■ WRITTEN TASKS
1. According to the comment on p-values, what 95% confidence interval is estimated for the relationship between wearing red/pink and female fertility?
2. Return each line of the entries that contains the string "white".

Both the original post and the comment by Jess Tracy are correct and make valid points. However, by focusing exclusively on p-values, they both miss the point. Scientists should care about measuring and explaining the relationships between natural phenomenon. In this case, the constructs of interest are wearing red/pink and female fertility. The only appropriate question concerns the relationship between the two. Taking Jess Tracy at her word, we can convert p = .032 into a Z-value (which is 1.85 if that p-value is two-tailed). We can then convert this Z to a t, and with N=633, the value is essentially unchanged. Then we can convert the Z to an r to see that the relationship between wearing red/pink and female fertility is r = .07. (Of note, if the p-value reported was two-tailed and should have been one-tailed for theoretical reasons, then the r = .08 instead).

If that is all of the data collected on this question, then r = .07 is our best estimate as to the relationship. As scientists we should also be interested in the precision of that estimate. We can estimate that with a 95% confidence interval. In this case it is about [.00, .15]. (Note: The lower end may be more like .01, but it hard to be that precise without knowing more about the data.)

(Dataset entries)

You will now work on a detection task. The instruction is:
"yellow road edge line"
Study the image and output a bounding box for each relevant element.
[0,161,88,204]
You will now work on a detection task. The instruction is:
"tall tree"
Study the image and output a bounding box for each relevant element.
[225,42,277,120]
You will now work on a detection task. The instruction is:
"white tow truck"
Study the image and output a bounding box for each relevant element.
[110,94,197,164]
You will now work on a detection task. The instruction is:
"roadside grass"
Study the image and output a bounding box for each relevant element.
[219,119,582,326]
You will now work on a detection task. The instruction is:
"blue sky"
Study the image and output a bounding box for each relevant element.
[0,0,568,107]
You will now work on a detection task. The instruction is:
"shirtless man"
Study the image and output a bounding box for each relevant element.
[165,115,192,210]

---

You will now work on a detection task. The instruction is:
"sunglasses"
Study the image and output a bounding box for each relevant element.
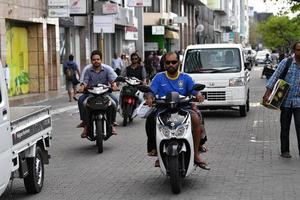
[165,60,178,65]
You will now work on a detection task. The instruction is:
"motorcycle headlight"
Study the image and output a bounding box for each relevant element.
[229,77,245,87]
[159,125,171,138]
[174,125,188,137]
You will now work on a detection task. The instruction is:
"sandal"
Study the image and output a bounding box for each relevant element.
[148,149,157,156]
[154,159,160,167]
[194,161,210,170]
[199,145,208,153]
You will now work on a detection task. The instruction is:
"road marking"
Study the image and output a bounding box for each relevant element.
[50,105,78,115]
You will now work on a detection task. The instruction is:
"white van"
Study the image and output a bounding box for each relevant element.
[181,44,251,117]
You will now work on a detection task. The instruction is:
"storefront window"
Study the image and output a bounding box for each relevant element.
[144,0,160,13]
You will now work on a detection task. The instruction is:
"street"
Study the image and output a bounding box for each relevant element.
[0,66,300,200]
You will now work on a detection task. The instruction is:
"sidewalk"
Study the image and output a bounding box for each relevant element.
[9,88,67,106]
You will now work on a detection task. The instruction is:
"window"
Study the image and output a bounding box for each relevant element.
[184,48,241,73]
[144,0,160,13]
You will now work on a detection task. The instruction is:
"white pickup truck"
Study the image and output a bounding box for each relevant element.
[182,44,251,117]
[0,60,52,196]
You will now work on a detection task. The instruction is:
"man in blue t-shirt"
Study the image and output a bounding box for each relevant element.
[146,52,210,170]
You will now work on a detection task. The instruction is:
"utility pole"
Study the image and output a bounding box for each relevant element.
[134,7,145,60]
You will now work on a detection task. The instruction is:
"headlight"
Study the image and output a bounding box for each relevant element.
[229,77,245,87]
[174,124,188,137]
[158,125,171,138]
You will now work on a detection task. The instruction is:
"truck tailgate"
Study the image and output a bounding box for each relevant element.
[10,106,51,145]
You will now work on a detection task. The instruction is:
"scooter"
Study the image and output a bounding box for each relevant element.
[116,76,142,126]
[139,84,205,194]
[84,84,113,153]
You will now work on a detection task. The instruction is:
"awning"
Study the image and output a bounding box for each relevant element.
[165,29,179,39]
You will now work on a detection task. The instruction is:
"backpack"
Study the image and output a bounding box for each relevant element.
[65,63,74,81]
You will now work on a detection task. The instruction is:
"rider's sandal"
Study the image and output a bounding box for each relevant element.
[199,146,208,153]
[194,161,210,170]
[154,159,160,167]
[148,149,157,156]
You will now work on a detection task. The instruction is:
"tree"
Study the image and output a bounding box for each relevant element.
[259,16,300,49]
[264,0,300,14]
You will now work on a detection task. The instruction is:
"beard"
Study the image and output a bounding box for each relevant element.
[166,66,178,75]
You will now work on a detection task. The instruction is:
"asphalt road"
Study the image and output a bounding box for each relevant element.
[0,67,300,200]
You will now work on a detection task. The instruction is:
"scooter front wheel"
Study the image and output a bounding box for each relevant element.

■ WRITTEN ANSWERS
1. About [.00, .15].

2.
"white tow truck"
"white van"
"white pickup truck"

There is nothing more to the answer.